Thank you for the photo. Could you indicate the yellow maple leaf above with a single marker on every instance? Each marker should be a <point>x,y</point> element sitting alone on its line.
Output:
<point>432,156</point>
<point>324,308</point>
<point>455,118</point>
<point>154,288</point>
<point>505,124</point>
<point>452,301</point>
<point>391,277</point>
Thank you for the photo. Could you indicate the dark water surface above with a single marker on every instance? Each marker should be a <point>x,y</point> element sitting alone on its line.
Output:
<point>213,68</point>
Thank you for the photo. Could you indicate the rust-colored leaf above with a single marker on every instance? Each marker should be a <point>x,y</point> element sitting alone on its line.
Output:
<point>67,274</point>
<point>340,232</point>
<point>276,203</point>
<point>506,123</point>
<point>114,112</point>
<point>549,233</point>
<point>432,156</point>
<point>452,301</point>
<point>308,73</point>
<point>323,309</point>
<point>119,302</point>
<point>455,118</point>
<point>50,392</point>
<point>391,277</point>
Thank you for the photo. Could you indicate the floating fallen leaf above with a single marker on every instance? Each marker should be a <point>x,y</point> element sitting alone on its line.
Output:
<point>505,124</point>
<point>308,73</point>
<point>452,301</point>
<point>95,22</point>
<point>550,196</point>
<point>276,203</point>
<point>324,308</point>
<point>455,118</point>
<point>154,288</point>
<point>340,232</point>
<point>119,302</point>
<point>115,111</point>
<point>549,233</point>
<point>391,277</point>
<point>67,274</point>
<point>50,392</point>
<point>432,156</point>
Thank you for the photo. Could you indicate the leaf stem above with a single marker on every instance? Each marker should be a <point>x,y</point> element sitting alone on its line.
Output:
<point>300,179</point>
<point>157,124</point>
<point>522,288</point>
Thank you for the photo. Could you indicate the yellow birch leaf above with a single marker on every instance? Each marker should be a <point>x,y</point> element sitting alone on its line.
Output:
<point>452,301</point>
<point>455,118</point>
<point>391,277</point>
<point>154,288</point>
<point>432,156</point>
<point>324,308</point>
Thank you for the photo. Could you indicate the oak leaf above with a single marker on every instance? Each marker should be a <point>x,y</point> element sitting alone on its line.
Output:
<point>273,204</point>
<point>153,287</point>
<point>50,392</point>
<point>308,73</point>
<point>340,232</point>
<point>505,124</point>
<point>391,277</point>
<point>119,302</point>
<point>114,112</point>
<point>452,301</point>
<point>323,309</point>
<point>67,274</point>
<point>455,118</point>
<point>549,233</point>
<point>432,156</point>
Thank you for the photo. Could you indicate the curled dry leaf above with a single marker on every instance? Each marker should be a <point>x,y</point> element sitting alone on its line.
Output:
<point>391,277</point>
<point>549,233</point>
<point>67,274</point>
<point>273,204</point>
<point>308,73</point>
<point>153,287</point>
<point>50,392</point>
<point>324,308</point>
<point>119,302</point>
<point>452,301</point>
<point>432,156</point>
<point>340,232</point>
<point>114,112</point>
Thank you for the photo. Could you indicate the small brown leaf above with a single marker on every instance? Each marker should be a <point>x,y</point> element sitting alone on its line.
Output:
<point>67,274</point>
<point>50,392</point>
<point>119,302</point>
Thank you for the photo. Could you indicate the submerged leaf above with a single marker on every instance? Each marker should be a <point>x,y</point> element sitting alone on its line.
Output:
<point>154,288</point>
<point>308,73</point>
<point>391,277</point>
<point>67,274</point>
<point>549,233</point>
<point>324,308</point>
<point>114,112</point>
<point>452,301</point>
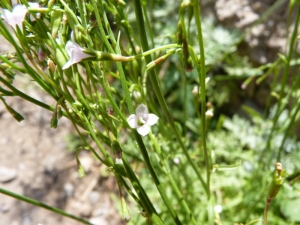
::::::
In the records above, find every line containing the word "yellow" and show it.

Thank you for the photo. Could you indicate the yellow maple leaf above with a single marker on every instance? Each marker should be a <point>x,y</point> element sitting alone on its line.
Thank you for the photo. Could you indicate the yellow birch leaf above with a single marker on every instance? Each marker should be a <point>x,y</point> element sitting alone on its line.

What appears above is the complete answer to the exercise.